[PASSAGE PROVIDED]:
——————

In the War Room, the Fellowship of the Dig calls up Marty Lagina and Jack Begley via Skype. First, the team observes a moment of silence in honour of Dan Blankenship. Rick laments that he and the crew were unable to “give Dan his breakthrough”, or unearth an artifact or piece of treasure which might justify Dan’s lifelong quest to solve the Oak Island mystery, and suggests that they ought to try make that breakthrough this year.

Next, surveyor Steve Guptill shows the crew the results of the seismic survey carried out in the Oak Island swamp by Eagle Canada in Season 6, Episodes 21 and 22. We learn that the survey indicates the presence of a 200-foot-long anomaly in the swamp, the shape of which, Marty remarks, bears some resemblance to the side profile of a sailing ship. Marty’s observation accords with the theory, once held by the late treasure hunter Fred Nolan, that an old ship lies at the bottom of the Oak Island swamp, having been buried by the mysterious builders of the Money Pit and the Smith’s Cove flood tunnel. According to this theory, the eastern and western ends of Oak Island were, at one point, actually separate islands, joined together in a massive earthworks project by the original builders. This exotic hypothesis is supported by some intriguing evidence, including a potential scupper and piece of spar which Nolan discovered in the swamp in the 1980s; an iron spike discovered in the swamp, which one expert identified as a nail used in late 17th Century Spanish galleons; and the wooden plank unearthed from the southwestern corner of the swamp in Season 4, Episode 3, which was carbon dated from 1680-1735. The treasure hunters agree that they ought to investigate this new anomaly, which Gary Drayton speculates might be the remains of a Spanish galleon.

Next, the treasure hunters discuss their plans for the Money Pit this season. Craig Tester suggests that they drill some more holes in an effort to pinpoint the locations at which they will later conduct a larger excavation. Doug Crowell expresses interest in Borehole S6, which yielded large, old, axe-hewn oaken timbers, as well as a link of hand-wrought iron chain, in Season 6, Episode 17.

——————

[SUPPLIED INFORMATION]:
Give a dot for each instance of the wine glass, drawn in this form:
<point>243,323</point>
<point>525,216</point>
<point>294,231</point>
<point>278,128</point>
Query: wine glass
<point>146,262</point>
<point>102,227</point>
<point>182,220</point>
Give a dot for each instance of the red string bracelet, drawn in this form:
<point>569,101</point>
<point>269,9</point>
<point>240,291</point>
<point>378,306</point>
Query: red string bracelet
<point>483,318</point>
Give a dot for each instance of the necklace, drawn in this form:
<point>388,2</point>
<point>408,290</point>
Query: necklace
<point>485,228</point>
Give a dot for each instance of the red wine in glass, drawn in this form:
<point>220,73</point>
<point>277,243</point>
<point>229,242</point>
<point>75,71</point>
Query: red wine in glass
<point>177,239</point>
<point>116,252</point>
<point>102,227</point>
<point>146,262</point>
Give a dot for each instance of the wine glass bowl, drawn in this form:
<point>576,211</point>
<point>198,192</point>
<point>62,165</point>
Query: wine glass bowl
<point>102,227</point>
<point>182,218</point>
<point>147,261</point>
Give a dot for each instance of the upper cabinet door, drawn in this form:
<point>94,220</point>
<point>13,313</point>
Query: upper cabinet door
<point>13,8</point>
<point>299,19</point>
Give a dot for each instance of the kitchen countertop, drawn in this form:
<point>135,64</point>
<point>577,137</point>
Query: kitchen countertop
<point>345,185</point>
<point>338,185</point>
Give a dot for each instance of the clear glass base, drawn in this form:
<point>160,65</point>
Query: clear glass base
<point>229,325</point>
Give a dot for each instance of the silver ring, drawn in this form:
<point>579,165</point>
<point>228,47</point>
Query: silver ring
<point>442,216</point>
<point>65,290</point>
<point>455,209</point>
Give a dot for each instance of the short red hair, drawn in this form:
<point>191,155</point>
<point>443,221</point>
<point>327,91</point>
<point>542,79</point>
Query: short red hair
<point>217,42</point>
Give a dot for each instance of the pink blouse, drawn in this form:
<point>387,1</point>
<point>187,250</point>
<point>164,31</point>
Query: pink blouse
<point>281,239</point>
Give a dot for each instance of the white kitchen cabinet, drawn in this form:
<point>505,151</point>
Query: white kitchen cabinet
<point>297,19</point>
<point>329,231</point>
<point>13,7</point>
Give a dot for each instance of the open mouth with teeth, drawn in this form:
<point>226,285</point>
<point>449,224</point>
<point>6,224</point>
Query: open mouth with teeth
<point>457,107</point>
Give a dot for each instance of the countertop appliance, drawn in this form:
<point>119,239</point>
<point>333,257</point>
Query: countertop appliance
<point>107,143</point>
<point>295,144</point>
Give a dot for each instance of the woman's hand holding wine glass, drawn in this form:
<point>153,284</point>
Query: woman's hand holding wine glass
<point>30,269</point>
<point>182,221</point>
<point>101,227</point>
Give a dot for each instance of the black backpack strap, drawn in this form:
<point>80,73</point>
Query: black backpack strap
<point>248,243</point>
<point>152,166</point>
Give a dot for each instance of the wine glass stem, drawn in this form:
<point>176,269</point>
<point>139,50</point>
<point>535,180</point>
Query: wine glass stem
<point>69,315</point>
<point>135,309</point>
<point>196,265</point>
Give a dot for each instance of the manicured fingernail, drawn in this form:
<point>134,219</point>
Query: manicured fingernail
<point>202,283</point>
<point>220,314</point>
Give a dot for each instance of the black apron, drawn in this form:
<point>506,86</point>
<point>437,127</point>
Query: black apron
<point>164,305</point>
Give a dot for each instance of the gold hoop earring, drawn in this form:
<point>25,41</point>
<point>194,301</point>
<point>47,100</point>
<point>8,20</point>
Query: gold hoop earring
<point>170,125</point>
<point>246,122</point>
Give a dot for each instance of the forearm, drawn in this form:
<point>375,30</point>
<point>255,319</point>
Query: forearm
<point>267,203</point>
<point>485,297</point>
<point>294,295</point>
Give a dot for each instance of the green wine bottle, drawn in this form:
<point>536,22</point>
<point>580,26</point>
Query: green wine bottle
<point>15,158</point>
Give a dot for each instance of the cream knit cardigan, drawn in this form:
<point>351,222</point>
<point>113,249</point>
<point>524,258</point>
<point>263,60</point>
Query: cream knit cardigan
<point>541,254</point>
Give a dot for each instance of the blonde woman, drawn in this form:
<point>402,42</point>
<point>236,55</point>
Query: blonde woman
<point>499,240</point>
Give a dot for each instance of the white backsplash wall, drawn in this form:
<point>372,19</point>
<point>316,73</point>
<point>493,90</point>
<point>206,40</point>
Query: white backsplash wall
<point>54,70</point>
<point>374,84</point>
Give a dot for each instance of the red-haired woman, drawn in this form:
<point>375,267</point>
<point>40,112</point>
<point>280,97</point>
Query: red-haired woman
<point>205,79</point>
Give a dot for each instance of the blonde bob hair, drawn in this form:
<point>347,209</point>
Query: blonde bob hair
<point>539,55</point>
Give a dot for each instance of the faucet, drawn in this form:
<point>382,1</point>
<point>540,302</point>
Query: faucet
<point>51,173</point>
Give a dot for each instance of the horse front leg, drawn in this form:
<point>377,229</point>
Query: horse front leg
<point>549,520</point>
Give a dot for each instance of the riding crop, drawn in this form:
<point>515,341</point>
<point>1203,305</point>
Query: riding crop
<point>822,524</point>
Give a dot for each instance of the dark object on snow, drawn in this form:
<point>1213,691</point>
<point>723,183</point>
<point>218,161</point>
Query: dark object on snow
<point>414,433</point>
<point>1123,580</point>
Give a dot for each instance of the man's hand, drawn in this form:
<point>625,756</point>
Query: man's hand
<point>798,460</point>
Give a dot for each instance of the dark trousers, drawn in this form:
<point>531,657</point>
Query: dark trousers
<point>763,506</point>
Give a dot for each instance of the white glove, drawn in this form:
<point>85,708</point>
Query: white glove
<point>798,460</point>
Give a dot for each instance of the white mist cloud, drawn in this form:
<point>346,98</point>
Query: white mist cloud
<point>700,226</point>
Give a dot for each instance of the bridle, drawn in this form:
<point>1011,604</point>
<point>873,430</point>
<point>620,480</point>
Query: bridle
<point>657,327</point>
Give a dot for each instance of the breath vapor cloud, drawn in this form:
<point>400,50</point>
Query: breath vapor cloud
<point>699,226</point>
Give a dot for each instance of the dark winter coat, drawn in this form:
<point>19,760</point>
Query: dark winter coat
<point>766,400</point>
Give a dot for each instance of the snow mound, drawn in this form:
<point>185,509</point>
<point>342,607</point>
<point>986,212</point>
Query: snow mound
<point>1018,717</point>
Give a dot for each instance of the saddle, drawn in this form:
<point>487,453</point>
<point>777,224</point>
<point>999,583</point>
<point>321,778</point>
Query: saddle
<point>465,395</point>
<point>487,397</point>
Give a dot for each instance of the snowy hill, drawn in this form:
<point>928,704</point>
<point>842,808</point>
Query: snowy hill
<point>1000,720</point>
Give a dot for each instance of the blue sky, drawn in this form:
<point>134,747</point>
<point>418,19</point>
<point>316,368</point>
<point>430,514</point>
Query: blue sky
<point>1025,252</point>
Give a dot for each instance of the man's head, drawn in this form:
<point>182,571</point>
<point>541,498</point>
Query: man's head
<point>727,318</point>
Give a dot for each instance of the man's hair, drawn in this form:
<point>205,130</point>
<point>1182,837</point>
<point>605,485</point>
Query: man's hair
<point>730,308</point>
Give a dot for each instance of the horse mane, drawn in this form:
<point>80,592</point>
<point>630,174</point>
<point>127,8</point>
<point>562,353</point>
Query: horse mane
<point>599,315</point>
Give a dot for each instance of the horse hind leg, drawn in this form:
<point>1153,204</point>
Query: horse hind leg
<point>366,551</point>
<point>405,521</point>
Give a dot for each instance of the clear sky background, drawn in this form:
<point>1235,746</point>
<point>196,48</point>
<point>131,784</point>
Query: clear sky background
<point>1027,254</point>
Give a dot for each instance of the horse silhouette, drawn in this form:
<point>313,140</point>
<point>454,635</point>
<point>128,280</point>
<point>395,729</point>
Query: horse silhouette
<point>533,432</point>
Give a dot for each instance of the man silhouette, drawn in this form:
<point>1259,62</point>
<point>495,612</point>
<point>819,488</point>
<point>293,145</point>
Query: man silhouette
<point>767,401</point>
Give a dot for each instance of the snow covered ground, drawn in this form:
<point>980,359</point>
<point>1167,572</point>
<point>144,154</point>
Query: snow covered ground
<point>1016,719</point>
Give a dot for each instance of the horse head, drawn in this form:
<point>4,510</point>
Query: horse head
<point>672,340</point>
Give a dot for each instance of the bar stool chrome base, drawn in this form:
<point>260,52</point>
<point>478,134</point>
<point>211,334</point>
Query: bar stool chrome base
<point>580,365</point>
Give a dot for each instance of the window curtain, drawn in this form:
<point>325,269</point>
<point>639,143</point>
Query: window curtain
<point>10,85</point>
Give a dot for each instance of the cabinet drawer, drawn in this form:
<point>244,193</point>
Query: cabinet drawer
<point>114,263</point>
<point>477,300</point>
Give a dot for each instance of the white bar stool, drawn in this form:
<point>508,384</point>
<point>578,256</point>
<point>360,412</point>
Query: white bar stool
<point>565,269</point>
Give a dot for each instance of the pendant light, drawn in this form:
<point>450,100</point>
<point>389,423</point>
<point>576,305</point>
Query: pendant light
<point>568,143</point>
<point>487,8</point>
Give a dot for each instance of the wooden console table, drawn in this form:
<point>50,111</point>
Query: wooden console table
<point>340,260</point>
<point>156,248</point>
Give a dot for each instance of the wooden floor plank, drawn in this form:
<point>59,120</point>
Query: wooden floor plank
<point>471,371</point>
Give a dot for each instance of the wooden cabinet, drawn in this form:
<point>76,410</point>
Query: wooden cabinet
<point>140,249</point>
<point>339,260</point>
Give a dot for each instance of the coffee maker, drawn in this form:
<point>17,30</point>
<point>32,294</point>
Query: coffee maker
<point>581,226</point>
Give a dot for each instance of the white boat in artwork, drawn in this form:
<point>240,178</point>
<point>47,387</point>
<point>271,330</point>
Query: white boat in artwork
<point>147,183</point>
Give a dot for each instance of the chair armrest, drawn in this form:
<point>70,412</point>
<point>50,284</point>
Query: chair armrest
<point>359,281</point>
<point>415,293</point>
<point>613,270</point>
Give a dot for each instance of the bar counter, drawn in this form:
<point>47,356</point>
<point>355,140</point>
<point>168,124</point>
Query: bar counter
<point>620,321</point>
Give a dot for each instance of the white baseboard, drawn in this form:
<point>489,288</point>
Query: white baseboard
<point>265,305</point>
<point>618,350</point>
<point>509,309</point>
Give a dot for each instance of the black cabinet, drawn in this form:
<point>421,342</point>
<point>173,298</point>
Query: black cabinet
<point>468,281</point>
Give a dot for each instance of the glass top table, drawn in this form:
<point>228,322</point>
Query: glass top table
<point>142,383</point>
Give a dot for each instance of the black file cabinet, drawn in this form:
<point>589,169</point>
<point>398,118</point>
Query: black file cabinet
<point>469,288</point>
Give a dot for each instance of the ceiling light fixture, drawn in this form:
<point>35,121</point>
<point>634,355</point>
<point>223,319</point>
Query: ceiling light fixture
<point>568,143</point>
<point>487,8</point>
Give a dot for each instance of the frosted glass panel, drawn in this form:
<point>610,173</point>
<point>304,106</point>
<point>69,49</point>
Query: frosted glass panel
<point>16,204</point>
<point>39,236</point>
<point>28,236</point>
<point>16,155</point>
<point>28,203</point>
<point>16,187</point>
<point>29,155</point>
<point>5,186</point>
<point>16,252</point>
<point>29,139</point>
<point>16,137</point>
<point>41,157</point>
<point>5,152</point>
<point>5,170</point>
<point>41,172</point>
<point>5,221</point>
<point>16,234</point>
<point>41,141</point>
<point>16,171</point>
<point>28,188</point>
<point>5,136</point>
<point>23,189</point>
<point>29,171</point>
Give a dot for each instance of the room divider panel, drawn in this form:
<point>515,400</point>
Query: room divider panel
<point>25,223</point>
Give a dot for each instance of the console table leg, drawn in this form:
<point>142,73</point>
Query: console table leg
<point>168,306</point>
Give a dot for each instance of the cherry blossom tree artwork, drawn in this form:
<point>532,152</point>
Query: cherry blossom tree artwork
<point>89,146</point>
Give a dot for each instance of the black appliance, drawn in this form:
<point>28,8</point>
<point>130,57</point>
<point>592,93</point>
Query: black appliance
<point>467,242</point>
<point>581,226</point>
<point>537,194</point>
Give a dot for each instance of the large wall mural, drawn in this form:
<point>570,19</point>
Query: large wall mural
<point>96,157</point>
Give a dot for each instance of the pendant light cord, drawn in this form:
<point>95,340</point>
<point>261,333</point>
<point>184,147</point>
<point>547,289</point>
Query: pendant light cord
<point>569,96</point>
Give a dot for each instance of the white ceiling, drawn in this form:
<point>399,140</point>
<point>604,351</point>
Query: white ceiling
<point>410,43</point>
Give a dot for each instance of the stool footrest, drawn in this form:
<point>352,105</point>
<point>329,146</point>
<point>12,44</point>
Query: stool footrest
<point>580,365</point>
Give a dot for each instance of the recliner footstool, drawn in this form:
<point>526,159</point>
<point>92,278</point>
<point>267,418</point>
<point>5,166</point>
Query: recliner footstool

——————

[TASKS]:
1. According to the Oak Island passage, how long is the anomaly that the seismic survey found in the swamp?
2. Pick up the Oak Island passage after its final sentence and carry it on.
The entries have no role in this work.

[ANSWERS TO EACH TASK]:
1. 200 feet long.

2.
Lastly, talk turns to the U-shaped structure and the slipway discovered at Smith’s Cove the previous season, the wood from which dendrochronologist Dr. Colin Laroque determined was felled in the 1760s and ‘70s. Craig Tester suggests that the crew conduct a rigorous search for artifacts at the end of the slipway, where it seems likely a ship would have been moored several decades prior to the discovery of the Money Pit. In order to do this, the crew will need to extend the cofferdam fifty feet seaward.

After their meeting in the War Room, Rick Lagina, Craig Tester, and surveyor Steve Guptill meet with diver Tony Sampson and his assistants Krista McLeod and Dana Sweeny at the Oak Island swamp. Sampson dons his diving gear and the treasure hunters pile into a dingy, whereupon Steve Guptill leads the company to the northernmost section of the anomaly.

About fifteen metres northwest of the anomaly, Sampson discovers a hard object on the swamp floor using an iron probe. Shortly thereafter, he discovers two similar objects closer to the edge of the swamp, each of them located directly on the line between the first object and the point on the shoreline to which it is most proximate. Sampson suggests that the pattern evokes the cobblestones of an ancient roadway. He dives on the objects, which indeed prove to be rocks with flat surfaces. He then marks the rocks’ locations with inflatable buoys, allowing Guptill to plot their coordinates.

Later, Gary Drayton and Charles Barkhouse conduct a metal detecting operation on Isaac’s Point, at the easternmost end of the island. This is not the first time such an operation has been carried out at Isaac’s Point. Back in Season 5, Episode 1, Gary Drayton and Peter Fornetti unearthed the rusted head of an old woodcutter’s axe and an 18th Century copper coin of either French or English origin at that particular section of the island. In the following episode, Drayton, Fornetti, and Jack Begley discovered a musket ball and a neatly-cut quarter of a copper coin which Drayton suspected might be a Spanish maravedis. Later, in Season 5, Episode 4, the trio discovered a cowboy-style cap gun at Isaac’s Point which belonged to Richard Restall, who grew up on the island with his family in the 1960s.

On this latest excursion, Drayton and Barkhouse uncover a modern 12-gauge shotgun shell. Shortly thereafter, they discover an old silver dandy button bearing a starburst design, which Drayton dates from 1650 to 1750. This date range corresponds with many of the fascinating discoveries made in Season 5, including the human bones discovered in the Money Pit and the late 17th Century British coins found on Lot 16.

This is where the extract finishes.